══ Dataset records ══

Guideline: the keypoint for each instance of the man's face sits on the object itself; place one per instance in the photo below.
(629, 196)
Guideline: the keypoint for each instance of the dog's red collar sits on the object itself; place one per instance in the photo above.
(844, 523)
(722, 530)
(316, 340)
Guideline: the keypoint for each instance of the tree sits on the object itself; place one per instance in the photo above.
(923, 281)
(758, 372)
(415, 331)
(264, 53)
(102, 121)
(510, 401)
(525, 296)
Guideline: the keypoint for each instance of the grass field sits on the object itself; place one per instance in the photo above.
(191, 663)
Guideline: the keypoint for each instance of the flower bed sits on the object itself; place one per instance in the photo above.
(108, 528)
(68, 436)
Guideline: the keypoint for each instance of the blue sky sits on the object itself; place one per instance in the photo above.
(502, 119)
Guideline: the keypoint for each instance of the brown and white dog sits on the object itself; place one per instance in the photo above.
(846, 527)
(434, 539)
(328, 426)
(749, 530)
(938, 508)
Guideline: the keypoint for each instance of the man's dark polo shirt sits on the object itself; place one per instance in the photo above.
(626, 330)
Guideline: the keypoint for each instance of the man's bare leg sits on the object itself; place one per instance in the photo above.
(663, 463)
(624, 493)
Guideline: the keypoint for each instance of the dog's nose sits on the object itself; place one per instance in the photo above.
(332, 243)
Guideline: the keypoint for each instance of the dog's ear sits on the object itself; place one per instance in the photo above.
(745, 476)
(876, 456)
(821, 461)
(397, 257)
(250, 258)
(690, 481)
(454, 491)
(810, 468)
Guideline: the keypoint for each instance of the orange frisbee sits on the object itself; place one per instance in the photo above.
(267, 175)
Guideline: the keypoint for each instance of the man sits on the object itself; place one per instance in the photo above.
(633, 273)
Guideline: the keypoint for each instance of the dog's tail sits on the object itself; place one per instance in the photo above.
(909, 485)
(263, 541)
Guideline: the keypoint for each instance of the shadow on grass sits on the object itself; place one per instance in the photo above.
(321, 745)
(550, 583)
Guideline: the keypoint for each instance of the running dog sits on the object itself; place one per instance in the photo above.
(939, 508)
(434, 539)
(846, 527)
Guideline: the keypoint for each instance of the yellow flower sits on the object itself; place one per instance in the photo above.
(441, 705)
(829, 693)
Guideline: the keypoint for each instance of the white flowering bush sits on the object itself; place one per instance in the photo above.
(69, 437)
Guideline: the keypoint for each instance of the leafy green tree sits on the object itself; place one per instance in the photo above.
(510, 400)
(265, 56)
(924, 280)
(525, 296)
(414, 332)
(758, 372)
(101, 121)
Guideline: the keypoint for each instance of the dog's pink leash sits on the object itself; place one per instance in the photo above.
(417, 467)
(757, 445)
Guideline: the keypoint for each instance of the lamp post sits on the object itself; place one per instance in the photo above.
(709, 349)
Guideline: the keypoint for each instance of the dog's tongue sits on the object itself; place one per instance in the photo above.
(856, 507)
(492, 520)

═══

» **Directions**:
Reproduce nothing but the lines from the line containing "Guideline: the keypoint for each instance of the leafy" to the last line of the data, each exactly as written.

» **Expected output**:
Guideline: the keypoint for each instance of the leafy green tree sits on the object itself; place one per instance in the photo above.
(510, 400)
(265, 56)
(924, 280)
(525, 296)
(414, 332)
(758, 372)
(101, 121)
Guideline: the keypoint for each instance of the dog's pink leash sits on the object itself; place one per instance in the photo above.
(417, 467)
(757, 445)
Guideline: the keypoint for each instance of the lamp post sits on the object itself; place one per instance in the photo above.
(709, 349)
Guideline: the keypoint for each instance of the dog's tongue sits on the object itself; place one per instance in the photo above.
(856, 507)
(492, 520)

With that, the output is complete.